§ **PROBLEMS TO SOLVE**
[A] In the text on UK engineering pay, what salary did the programming graduate job offer?
[B] Rewrite the part of the text on UK engineering pay that begins at the words "You deserve the" and stops after "would have done.", with "Germany" replaced by "Switzerland".

§ **READING TEXT**
┌──

The UK also has outsourced a lot of manufacturing, which further worsens the job market. I don't know how many hardware engineers are imported unnecessarily or else part of "offshoring," but by all indications I've seen personally the number may be significant. This is from an outside US perspective, so take it with a grain of salt.
I graduated ~15 years ago with a degree from a decent UK university, and the job situation for an electronics engineer who could program and was willing to move anywhere in the country was essentially:
* Electronics graduate job, salary £25,000
* Programming graduate job, salary £40,000
Programming jobs think their competition is London fintech companies and Google with its free food.
Jobs designing switch mode power supplies think their competition is Chinese OEMs who pay experienced engineers £15k
So a lot of the electronic engineering graduates get diverted into software. They'd like to be able to own a house some day, after all.
You deserve the wages you can command in the market. If the labor pool is limited companies will have to pay more. Maybe AI will change the dynamics. But otherwise hardware will always struggle to compete on pay.
For reference, I hold a doctorate in Engineering and a Class 1 MEng both at Oxford. I was offered £40k to work as an engineer in my niche (photonics). My lab partner who went to Germany sits on a ~€90k salary doing similar to what I would have done.
Due to the limitations of hardware career options in London, I opted for software engineering post-DPhil, but I ended up earning £42k. After two years of work, I am sitting on £52k. I don't regard myself as an "under achiever", I own a significant proportion of the product I work on and am a top contributor.

└──

§ **SUPPLIED ENTRIES**
┌──

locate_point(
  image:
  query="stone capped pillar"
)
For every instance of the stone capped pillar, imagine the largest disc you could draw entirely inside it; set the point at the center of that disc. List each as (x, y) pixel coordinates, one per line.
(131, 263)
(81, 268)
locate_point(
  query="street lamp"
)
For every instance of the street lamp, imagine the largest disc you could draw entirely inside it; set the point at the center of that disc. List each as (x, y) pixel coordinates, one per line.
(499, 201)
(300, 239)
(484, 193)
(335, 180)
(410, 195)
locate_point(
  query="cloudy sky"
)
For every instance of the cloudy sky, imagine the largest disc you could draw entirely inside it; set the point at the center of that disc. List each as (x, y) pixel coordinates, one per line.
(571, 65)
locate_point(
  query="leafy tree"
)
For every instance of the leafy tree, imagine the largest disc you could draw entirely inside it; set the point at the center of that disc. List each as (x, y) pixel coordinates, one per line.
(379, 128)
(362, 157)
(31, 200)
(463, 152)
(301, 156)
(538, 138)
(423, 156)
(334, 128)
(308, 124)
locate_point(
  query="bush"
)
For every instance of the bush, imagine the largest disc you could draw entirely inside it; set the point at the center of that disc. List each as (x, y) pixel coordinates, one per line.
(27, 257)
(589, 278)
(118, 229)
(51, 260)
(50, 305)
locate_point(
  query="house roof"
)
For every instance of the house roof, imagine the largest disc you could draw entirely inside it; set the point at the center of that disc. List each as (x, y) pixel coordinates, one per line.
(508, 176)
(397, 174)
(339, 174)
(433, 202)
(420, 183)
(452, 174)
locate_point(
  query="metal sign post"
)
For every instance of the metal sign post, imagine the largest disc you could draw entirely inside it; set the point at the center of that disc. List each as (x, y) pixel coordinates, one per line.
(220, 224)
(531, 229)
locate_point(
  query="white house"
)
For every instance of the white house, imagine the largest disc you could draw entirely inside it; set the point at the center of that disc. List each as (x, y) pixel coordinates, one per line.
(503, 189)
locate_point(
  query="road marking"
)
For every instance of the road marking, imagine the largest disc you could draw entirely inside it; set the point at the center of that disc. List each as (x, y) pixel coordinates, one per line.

└──

§ **RESULTS FOR THE EXERCISE**
[A] £40,000

[B]
You deserve the wages you can command in the market. If the labor pool is limited companies will have to pay more. Maybe AI will change the dynamics. But otherwise hardware will always struggle to compete on pay.
For reference, I hold a doctorate in Engineering and a Class 1 MEng both at Oxford. I was offered £40k to work as an engineer in my niche (photonics). My lab partner who went to Switzerland sits on a ~€90k salary doing similar to what I would have done.